Excerpted text
# # # # #

When one thinks of Middle Eastern dance in Miami, Tamalyn's name will surface. For those who do not know of Tamalyn Dallal, she is an internationally-acclaimed teacher, performer, author, producer and public speaker. She is the founder of the Mid Eastern Dance Exchange, which she directed for 16 years. Thousands of dancers have studied under Tamalyn. She is highly spoken of, well-respected, and after meeting her today, I'll add in generous, humble and incredibly inspiring.

I chose this workshop because I adore the classic music from the times of Samia Gamal, Nagwa Fouad, Tahiya Karioca and other influential dancers of that era, and wanted to soak in the movement. I also selected this workshop because I did not have the opportunity to study with Tamalyn Dallal. During the time that she directed the Mid Eastern Dance Exchange I had no idea what belly dance was!! Little did I know that I'd receive so much more.

The workshop began with a warm-up followed by a history lesson. I'm a geek so I loved every second of the discussion. There is such intricate history behind the dance that I'm simply fascinated by. Attendees were briefed on influential singers and dancers of the Golden Age [1930s - 1970s]. As we sat, Tamalyn invited us to close our eyes and listen to the sounds of the Oud and Kanun - to visualize movement. Once we were up on our feet, we were challenged to release ourselves; we were instructed not to dance from the mind but rather from the heart. We were not to hit every tick or every tock like so many of us try to do. My old choreographies were so full of dance - I never took a moment to stop and let the audience just look at me and wonder what I'd do next... or feel what I was feeling. At the workshop, we were simply in the moment, going whichever way our bodies decided - not our minds. It's no easy task! When trying to reach my weekly quota of YouTube stalks - I watch dancers who emote even with their toes and I always aspire to emotionally connect with music in that way. I feel that my connection with music, or lack thereof, has been one of my challenges.

# # # # #

Set task 1
Answer these questions from the belly dance workshop text:
(a) For how many years did Tamalyn Dallal direct the Mid Eastern Dance Exchange?
(b) What span of years does the text give for the Golden Age?
(c) Which two instruments were attendees asked to listen to with their eyes closed?
Set task 2
In the belly dance workshop text, list every role given for Tamalyn Dallal in the sentence beginning "For those who do not know of Tamalyn Dallal".

Dataset records
# # # # #

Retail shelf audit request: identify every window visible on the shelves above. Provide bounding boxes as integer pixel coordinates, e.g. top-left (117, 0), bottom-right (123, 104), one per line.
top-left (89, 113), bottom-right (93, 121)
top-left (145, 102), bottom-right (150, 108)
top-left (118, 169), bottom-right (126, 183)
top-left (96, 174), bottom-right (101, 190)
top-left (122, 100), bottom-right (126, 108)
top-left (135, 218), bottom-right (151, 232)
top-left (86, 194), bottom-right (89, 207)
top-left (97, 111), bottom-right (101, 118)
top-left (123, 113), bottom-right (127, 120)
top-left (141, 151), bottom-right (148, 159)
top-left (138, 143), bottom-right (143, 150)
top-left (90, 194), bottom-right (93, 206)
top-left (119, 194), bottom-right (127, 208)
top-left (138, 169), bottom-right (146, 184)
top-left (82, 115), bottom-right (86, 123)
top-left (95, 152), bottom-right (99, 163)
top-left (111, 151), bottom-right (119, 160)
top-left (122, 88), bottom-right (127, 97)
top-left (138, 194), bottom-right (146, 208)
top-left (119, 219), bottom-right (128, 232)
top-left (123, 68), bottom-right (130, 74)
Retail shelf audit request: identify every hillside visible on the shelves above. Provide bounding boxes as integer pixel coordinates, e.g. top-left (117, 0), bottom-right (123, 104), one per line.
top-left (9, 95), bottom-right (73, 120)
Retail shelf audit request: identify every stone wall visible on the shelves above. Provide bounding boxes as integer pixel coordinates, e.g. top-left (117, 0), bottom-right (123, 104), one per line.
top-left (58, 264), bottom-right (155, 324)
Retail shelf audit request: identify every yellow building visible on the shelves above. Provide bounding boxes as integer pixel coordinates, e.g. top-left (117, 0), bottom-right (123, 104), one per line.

# # # # #

Problem solution 1
(a) 16 years
(b) The 1930s to the 1970s
(c) The Oud and the Kanun

Problem solution 2
- Teacher
- Performer
- Author
- Producer
- Public speaker